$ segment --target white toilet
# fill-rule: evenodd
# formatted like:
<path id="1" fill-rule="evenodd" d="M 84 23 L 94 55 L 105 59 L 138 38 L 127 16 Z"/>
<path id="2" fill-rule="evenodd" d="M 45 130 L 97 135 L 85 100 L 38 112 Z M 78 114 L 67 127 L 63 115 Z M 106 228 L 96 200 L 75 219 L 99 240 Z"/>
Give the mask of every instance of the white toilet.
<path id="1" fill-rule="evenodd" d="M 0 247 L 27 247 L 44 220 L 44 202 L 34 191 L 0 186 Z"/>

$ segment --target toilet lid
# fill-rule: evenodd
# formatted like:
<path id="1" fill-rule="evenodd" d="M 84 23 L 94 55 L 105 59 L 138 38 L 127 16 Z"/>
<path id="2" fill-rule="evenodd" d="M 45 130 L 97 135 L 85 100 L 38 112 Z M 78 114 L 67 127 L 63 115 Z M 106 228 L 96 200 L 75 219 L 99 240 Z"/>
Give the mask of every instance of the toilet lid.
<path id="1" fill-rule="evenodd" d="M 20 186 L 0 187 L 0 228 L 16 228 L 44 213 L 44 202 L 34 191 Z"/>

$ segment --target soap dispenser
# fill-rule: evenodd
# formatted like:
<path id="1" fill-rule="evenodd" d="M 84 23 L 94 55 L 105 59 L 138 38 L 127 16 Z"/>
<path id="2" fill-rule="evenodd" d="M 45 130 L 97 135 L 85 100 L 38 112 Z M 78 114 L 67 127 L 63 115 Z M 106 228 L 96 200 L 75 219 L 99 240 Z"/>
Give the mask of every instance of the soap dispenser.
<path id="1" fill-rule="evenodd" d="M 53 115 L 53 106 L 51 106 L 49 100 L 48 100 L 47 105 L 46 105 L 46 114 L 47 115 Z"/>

◆ ◆ ◆ ◆ ◆

* [Do this]: Set down every line of the data above again, character for character, leaving nothing out and changing nothing.

* [Result of this exercise]:
$ segment --target white toilet
# fill-rule: evenodd
# formatted like:
<path id="1" fill-rule="evenodd" d="M 84 23 L 94 55 L 105 59 L 138 38 L 127 16 Z"/>
<path id="2" fill-rule="evenodd" d="M 45 130 L 97 135 L 85 100 L 38 112 Z M 78 114 L 67 127 L 63 115 Z M 106 228 L 96 200 L 75 219 L 99 240 Z"/>
Give the mask of every instance of the white toilet.
<path id="1" fill-rule="evenodd" d="M 0 247 L 27 247 L 44 220 L 44 202 L 34 191 L 0 186 Z"/>

$ segment --target toilet lid
# fill-rule: evenodd
# formatted like:
<path id="1" fill-rule="evenodd" d="M 84 23 L 94 55 L 105 59 L 138 38 L 127 16 Z"/>
<path id="2" fill-rule="evenodd" d="M 45 130 L 97 135 L 85 100 L 38 112 Z M 78 114 L 67 127 L 63 115 Z M 106 228 L 96 200 L 75 219 L 99 240 Z"/>
Give the mask of every instance of the toilet lid.
<path id="1" fill-rule="evenodd" d="M 20 186 L 0 187 L 0 228 L 16 228 L 44 213 L 44 202 L 34 191 Z"/>

$ segment --target soap dispenser
# fill-rule: evenodd
# formatted like:
<path id="1" fill-rule="evenodd" d="M 84 23 L 94 55 L 105 59 L 138 38 L 127 16 Z"/>
<path id="2" fill-rule="evenodd" d="M 45 130 L 97 135 L 85 100 L 38 112 Z M 78 114 L 67 127 L 63 115 Z M 106 228 L 96 200 L 75 219 L 99 240 Z"/>
Give the mask of every instance of the soap dispenser.
<path id="1" fill-rule="evenodd" d="M 53 115 L 53 106 L 51 106 L 49 100 L 48 100 L 47 105 L 46 105 L 46 114 L 47 115 Z"/>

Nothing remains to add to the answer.